→ Document segment:
>> START
Monomer I took a couple vids of Geddy before you guys arrived b/c she was having so much fun running up and down the beach lol! But once the gang arrived I put it in picture mode and forgot to turn it back to vid mode from time to time! Now I wish I had. I can't wait to see yours tho!!

And I agree, we need to do this again!!!


----------



## FranH (May 8, 2005)

I didn't take any videos. Did any of you take any photos along the trail? I don't have a single one! I'm thinking it was because I was always looking for Holly and Rosie


----------



## monomer (Apr 21, 2005)

I got two really short videos busy being 'processed' by YouTube... the next thing I need to figure out is how to link-up to them in a posting. I did it once before so I SHOULD be able to figure out how to do it again... right?

Now one of these videos has cameos of most of us in it... I'm hoping that's okay with you all? If not, please stop me now before I figure out how to 'embed' a video in a posting...


----------



## goldlover (Jun 19, 2005)

*Soldan Dog Park*

looks like fun!!! jealous we are although we went to Manasquan Inlet, NJ (dog beach) and had some fun too.


----------



## monomer (Apr 21, 2005)

GoldLover... (You've been on the forum since JUNE 2005??? WOW!!! You're another old timer too! Hope to hear more from you.)

Sweet dog there... I'll bet that's salt water? ...and I take it he doesn't drink the water.

Sidney just gulps down water as he swims... it could be part of his propulsion system as I think pees underwater ... If we ever make it out to the Atlantic he will surely be in for a rude surprise when he first hits the water.

_________________________________________________________________


How long does YouTube take to process a video anyway? I uploaded 2 really short videos like 7-hours ago and still its not been added to "My Videos". It may be tomorrow before I can link to them I guess.


----------



## monomer (Apr 21, 2005)

Here they are finally... I had to re-upload them to YouTube to get it to work...

These two vids are very short snippets of the day. I've got a longer video uploading now, which in turn means YouTube will take much longer to process it... when it finally gets added I'll edit to embed a link to it too.

As you can see, there nothing special going on, just Goldens at play and humans talking... but somehow I find this stuff fun.





 




 
Okay here's a longer one... don't mind all the clicking and whirring noises you hear in the beginning, its 'cause I had my finger over the mic and that evidently amplifies the camera mechanism noise besides muffling the voices... so what did you expect, Steven Spielberg?


----------



## FranH (May 8, 2005)

Great videos! Especially liked the last one


----------



## HovawartMom (Aug 10, 2006)
>> END
→ List of tasks:
1. In the dog beach thread, what place did goldlover go to?
2. Please rewrite the dog beach thread, starting at "Here they are" and ending at "this stuff fun.", with "Goldens" changed to "Retrievers".
3. Name every username that appears in a post header in the dog beach thread.
The listing after the dog beach thread has no role here.

→ Given data:
>> START
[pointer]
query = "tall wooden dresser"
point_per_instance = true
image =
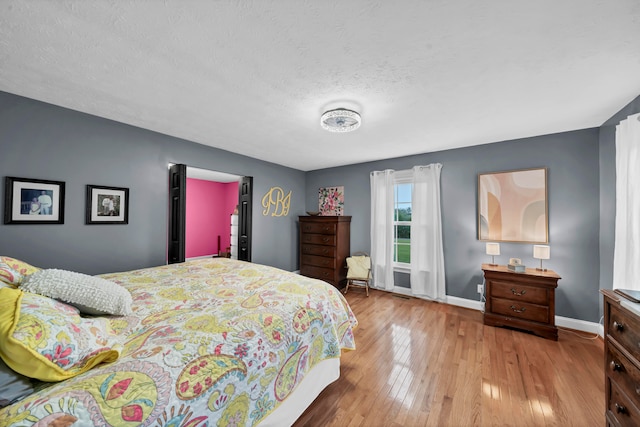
>> END
→ Worked answers:
1. Manasquan Inlet, NJ (dog beach).

2.
Here they are finally... I had to re-upload them to YouTube to get it to work...

These two vids are very short snippets of the day. I've got a longer video uploading now, which in turn means YouTube will take much longer to process it... when it finally gets added I'll edit to embed a link to it too.

As you can see, there nothing special going on, just Retrievers at play and humans talking... but somehow I find this stuff fun.

3. FranH, monomer, goldlover, HovawartMom